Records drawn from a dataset
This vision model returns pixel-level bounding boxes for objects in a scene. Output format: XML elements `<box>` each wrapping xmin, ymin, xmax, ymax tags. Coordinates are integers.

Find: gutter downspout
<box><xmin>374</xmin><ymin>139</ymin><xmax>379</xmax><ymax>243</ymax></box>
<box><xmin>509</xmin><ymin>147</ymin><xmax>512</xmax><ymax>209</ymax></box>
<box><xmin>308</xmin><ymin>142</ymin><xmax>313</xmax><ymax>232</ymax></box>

## PROBLEM
Repeat the records above exactly, with nothing left out.

## SOLUTION TO THE PROBLEM
This vision model returns pixel-level bounding boxes for objects in a scene. Output format: XML elements `<box>` each wrapping xmin, ymin, xmax, ymax tags. Coordinates are integers.

Find: gutter downspout
<box><xmin>374</xmin><ymin>139</ymin><xmax>379</xmax><ymax>243</ymax></box>
<box><xmin>509</xmin><ymin>147</ymin><xmax>512</xmax><ymax>209</ymax></box>
<box><xmin>308</xmin><ymin>142</ymin><xmax>313</xmax><ymax>232</ymax></box>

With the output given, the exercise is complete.